─── Given passage
Opinion on other matters prescribed by the Companies Act 2006
 

In our opinion, based on the work undertaken in the course of the audit:


the information given in the Strategic Report and the Directors' Report for the financial period for which the financial statements are prepared is consistent with the financial statements; and
the Strategic Report and the Directors' Report have been prepared in accordance with applicable legal requirements.


Matters on which we are required to report by exception
 

In the light of the knowledge and understanding of the Company and its environment obtained in the course of the audit, we have not identified material misstatements in the Strategic Report or the Directors' Report.


We have nothing to report in respect of the following matters in relation to which the Companies Act 2006 requires us to report to you if, in our opinion:


adequate accounting records have not been kept, or returns adequate for our audit have not been received from branches not visited by us; or
the financial statements are not in agreement with the accounting records and returns; or
certain disclosures of directors' remuneration specified by law are not made; or
we have not received all the information and explanations we require for our audit.
──────
→ Exercise:
Quote the audit report passage verbatim, starting at "In our opinion, based on" and ending at "applicable legal requirements.". The rows that follow were taken from a separate source.
─── Data section
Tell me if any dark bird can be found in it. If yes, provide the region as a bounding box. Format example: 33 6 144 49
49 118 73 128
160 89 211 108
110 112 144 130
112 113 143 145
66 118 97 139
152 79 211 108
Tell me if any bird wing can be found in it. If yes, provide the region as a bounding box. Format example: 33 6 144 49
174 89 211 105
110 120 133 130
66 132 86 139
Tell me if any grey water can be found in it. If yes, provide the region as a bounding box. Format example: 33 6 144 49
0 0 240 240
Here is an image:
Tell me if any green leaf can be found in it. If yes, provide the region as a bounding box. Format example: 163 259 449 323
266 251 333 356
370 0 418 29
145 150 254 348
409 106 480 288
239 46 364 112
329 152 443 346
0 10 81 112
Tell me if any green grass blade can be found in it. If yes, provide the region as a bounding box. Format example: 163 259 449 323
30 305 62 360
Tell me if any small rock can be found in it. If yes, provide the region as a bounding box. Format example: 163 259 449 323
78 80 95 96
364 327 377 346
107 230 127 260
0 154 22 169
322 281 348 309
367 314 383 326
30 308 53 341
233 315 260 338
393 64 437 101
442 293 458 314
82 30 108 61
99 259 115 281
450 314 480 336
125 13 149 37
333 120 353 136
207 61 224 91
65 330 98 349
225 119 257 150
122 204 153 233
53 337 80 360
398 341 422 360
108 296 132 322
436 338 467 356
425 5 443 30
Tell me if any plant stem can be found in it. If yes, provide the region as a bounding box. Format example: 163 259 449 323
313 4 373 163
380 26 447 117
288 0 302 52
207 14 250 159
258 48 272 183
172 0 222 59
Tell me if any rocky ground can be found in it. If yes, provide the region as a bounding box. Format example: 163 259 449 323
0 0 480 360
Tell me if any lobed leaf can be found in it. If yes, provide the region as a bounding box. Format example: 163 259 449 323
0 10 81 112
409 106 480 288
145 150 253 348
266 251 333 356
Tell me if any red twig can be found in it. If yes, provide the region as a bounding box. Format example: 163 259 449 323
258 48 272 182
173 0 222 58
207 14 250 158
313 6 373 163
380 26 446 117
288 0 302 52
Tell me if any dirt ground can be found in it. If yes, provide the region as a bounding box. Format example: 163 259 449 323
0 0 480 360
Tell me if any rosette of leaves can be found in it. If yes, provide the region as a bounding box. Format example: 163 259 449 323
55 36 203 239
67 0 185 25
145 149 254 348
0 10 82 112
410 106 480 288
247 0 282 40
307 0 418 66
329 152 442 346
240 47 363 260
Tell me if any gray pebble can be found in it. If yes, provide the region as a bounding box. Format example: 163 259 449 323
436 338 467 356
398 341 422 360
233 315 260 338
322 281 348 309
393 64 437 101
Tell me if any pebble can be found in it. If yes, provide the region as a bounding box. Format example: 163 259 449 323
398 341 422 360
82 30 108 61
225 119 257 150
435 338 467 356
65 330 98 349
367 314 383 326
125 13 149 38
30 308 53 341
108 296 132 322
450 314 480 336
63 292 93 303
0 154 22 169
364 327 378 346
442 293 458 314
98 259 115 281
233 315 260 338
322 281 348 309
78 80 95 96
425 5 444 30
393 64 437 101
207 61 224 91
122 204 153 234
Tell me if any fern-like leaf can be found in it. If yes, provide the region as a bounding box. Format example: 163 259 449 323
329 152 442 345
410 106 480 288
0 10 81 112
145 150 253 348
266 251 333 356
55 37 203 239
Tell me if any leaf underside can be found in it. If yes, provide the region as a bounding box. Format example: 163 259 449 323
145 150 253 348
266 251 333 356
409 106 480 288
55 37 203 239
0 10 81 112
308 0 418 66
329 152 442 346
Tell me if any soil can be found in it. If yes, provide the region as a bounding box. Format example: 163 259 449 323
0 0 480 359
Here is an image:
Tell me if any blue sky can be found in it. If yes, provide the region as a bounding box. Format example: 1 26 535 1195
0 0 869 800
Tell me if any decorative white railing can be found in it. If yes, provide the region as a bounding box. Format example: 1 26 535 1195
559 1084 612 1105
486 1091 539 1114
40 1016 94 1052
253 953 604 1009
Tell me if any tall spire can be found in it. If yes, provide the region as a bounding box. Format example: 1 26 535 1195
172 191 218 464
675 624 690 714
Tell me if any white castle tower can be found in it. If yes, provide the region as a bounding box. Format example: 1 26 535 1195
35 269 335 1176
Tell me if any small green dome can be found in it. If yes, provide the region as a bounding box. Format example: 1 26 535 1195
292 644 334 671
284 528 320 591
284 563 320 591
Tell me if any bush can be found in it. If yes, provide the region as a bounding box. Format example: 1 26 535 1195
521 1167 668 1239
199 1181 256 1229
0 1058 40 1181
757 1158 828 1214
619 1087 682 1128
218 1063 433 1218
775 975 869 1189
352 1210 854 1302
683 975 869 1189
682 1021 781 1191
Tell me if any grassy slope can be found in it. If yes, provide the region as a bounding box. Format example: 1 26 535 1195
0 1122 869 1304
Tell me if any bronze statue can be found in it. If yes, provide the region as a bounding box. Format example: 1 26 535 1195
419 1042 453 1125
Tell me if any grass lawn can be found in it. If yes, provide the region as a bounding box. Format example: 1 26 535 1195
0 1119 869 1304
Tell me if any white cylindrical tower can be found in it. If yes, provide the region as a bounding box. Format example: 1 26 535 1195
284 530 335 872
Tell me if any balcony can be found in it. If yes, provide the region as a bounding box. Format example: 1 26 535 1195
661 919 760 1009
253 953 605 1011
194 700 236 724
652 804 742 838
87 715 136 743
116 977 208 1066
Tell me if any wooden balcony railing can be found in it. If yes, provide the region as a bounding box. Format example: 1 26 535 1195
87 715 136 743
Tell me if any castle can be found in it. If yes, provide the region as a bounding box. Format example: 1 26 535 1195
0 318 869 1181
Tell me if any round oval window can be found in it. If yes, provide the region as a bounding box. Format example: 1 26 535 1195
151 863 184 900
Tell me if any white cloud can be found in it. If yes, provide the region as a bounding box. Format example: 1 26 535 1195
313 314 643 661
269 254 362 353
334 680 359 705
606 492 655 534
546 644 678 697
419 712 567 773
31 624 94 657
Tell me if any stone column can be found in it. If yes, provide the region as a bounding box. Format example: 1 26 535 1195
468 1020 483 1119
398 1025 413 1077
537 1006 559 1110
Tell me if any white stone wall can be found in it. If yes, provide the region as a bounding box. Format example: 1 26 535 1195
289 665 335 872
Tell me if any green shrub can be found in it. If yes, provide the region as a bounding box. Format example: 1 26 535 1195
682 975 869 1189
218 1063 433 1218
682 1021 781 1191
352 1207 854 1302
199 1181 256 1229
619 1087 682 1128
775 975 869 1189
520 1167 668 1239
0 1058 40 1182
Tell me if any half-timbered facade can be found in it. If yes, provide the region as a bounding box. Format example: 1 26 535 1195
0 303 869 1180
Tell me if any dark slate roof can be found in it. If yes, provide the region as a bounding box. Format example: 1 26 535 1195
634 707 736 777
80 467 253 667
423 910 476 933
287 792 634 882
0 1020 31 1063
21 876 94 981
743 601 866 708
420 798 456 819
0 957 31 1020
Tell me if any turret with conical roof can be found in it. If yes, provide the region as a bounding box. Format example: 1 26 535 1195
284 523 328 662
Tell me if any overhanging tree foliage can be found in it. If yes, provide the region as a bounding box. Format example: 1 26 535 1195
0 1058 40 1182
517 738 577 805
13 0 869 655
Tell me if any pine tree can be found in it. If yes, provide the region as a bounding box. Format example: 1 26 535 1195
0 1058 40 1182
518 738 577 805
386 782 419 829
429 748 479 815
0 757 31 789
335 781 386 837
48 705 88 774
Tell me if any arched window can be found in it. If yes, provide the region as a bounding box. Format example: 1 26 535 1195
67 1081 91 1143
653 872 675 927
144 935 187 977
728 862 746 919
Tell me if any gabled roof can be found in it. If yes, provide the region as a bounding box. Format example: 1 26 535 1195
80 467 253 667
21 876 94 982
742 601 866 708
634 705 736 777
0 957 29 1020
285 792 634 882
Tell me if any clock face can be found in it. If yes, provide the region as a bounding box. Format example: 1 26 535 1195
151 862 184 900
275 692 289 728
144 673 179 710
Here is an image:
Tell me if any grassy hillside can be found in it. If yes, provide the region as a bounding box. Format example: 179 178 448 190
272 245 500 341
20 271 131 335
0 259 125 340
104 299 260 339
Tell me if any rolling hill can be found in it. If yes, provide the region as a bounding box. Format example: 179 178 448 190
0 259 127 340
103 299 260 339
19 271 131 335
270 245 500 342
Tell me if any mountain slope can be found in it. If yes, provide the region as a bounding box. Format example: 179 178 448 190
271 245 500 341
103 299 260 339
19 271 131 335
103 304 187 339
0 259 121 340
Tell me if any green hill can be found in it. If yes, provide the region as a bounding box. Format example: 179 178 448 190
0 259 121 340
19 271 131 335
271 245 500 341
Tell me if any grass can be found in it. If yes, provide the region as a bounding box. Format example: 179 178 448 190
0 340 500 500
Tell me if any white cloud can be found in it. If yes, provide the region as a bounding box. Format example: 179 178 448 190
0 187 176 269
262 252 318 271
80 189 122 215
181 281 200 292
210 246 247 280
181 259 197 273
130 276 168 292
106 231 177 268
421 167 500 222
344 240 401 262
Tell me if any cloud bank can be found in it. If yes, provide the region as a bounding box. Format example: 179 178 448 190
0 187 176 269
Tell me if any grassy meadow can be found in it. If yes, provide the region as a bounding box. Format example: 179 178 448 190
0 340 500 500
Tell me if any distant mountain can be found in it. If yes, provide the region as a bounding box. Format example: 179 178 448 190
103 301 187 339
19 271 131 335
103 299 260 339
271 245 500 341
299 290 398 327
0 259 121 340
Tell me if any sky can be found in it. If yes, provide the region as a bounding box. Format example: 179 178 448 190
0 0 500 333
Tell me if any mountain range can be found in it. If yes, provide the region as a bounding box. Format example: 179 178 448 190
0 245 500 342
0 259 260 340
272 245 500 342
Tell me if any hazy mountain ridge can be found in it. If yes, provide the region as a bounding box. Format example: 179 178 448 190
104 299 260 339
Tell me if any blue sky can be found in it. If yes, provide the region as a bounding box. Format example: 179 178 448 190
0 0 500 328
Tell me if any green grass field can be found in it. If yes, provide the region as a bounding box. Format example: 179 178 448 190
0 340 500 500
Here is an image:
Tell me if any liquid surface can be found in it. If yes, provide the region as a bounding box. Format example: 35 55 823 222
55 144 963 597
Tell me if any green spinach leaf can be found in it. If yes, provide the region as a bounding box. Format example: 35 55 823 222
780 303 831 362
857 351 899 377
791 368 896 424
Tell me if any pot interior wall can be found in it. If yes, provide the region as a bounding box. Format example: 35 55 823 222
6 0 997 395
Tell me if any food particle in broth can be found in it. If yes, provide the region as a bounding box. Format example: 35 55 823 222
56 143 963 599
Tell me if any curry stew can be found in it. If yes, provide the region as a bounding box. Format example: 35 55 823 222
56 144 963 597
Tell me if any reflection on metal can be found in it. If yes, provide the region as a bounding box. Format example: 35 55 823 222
──────
→ Final result:
In our opinion, based on the work undertaken in the course of the audit:


the information given in the Strategic Report and the Directors' Report for the financial period for which the financial statements are prepared is consistent with the financial statements; and
the Strategic Report and the Directors' Report have been prepared in accordance with applicable legal requirements.